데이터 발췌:
+===+

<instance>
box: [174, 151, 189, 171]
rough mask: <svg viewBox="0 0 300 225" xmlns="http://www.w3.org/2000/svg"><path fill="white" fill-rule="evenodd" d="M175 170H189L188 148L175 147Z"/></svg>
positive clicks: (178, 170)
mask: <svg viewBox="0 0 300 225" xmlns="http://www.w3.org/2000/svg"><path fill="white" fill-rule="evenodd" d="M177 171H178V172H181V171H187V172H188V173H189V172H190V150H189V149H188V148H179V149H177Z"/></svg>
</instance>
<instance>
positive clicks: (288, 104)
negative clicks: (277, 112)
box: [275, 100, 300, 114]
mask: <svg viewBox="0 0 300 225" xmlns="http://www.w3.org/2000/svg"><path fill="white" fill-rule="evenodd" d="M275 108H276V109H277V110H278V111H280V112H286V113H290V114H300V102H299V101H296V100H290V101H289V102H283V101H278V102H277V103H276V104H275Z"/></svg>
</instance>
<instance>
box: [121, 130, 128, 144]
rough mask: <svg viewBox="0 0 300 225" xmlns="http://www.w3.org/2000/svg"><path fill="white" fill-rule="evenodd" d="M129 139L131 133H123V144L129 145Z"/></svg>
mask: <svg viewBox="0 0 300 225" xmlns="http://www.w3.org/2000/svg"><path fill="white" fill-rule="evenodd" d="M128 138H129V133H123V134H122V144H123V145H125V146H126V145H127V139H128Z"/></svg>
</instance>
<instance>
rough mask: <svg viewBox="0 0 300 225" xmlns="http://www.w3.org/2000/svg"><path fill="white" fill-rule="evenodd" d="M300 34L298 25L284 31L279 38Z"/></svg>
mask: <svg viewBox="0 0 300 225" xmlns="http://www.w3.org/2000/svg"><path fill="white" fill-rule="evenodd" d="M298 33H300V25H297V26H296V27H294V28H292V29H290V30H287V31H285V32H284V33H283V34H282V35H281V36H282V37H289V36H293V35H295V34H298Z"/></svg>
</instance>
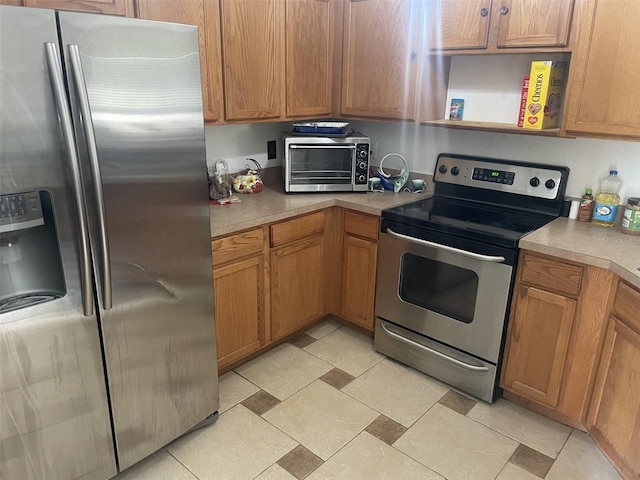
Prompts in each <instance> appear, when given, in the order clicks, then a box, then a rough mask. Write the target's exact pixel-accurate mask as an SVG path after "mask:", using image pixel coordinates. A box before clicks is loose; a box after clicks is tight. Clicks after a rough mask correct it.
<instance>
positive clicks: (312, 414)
mask: <svg viewBox="0 0 640 480" xmlns="http://www.w3.org/2000/svg"><path fill="white" fill-rule="evenodd" d="M377 417H378V413H377V412H375V411H373V410H372V409H370V408H369V407H367V406H366V405H363V404H361V403H360V402H358V401H356V400H354V399H353V398H351V397H349V396H348V395H345V394H344V393H342V392H341V391H339V390H336V389H335V388H333V387H331V386H329V385H327V384H326V383H324V382H322V381H320V380H317V381H315V382H313V383H312V384H311V385H309V386H307V387H305V388H304V389H302V390H300V391H299V392H298V393H296V394H294V395H292V396H291V397H289V398H288V399H286V400H285V401H283V402H282V403H281V404H280V405H278V406H276V407H274V408H272V409H271V410H269V411H268V412H267V413H265V414H264V416H263V418H264V419H265V420H267V421H269V422H271V423H272V424H273V425H275V426H276V427H278V428H279V429H280V430H282V431H283V432H285V433H286V434H287V435H289V436H291V437H292V438H294V439H295V440H297V441H298V442H300V443H301V444H302V445H304V446H305V447H306V448H308V449H309V450H311V451H312V452H313V453H315V454H316V455H318V456H319V457H320V458H322V459H323V460H326V459H328V458H329V457H330V456H331V455H333V454H334V453H335V452H337V451H338V450H339V449H340V448H342V447H343V446H344V445H345V444H346V443H347V442H348V441H349V440H351V439H352V438H353V437H355V436H356V435H357V434H358V433H360V432H361V431H362V430H363V429H364V428H365V427H366V426H367V425H369V424H370V423H371V422H372V421H373V420H374V419H376V418H377Z"/></svg>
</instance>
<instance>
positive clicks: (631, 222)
mask: <svg viewBox="0 0 640 480" xmlns="http://www.w3.org/2000/svg"><path fill="white" fill-rule="evenodd" d="M620 230H621V231H622V232H623V233H628V234H630V235H640V197H629V198H628V199H627V204H626V205H625V206H624V210H623V212H622V219H621V220H620Z"/></svg>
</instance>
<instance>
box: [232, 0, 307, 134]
mask: <svg viewBox="0 0 640 480" xmlns="http://www.w3.org/2000/svg"><path fill="white" fill-rule="evenodd" d="M220 13H221V23H222V57H223V65H224V67H223V75H224V100H225V102H224V103H225V119H226V120H229V121H250V120H262V119H264V120H267V119H268V120H274V119H279V118H281V117H283V115H284V98H285V92H284V72H285V68H284V54H285V42H284V31H285V29H284V22H285V3H284V2H282V1H280V0H222V2H221V12H220ZM300 48H302V47H300Z"/></svg>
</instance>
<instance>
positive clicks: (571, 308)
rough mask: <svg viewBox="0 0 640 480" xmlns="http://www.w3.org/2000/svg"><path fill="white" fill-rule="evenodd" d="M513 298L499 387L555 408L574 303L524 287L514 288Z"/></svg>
mask: <svg viewBox="0 0 640 480" xmlns="http://www.w3.org/2000/svg"><path fill="white" fill-rule="evenodd" d="M516 295H517V298H516V303H517V307H516V309H515V310H514V316H513V319H512V323H511V327H510V328H511V332H510V337H509V339H510V342H509V348H508V352H507V356H506V358H505V368H504V374H503V377H502V384H503V387H504V388H506V389H509V390H510V391H512V392H514V393H516V394H518V395H522V396H524V397H527V398H529V399H531V400H534V401H538V402H540V403H543V404H545V405H549V406H551V407H555V406H557V404H558V397H559V395H560V387H561V385H562V377H563V373H564V365H565V360H566V358H567V352H568V351H569V340H570V334H571V327H572V325H573V319H574V314H575V310H576V301H575V300H573V299H571V298H567V297H564V296H562V295H558V294H555V293H550V292H546V291H544V290H540V289H538V288H535V287H527V286H524V285H521V286H519V287H518V289H517V293H516Z"/></svg>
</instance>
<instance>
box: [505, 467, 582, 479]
mask: <svg viewBox="0 0 640 480" xmlns="http://www.w3.org/2000/svg"><path fill="white" fill-rule="evenodd" d="M540 478H542V477H537V476H535V475H534V474H533V473H529V472H527V471H526V470H523V469H522V468H520V467H517V466H516V465H514V464H513V463H507V464H506V465H505V466H504V468H503V469H502V471H501V472H500V475H498V476H497V477H496V480H540ZM584 480H586V479H584Z"/></svg>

+===+

요구 사항:
위 행 가운데 문자열 "clicks"가 들어 있는 줄을 모두 보여 주겠어요? 대소문자까지 일치해야 합니다.

답변란:
positive clicks: (178, 170)
positive clicks: (288, 104)
negative clicks: (277, 112)
Prompts in each <instance> appear, when given, in the order clicks, then a box, then a rough mask. Write the target's exact pixel-accurate mask as an SVG path after "mask:", using image pixel coordinates. A box before clicks is loose; a box after clicks is tight. Clicks after a rough mask correct it.
positive clicks: (312, 414)
positive clicks: (631, 222)
positive clicks: (571, 308)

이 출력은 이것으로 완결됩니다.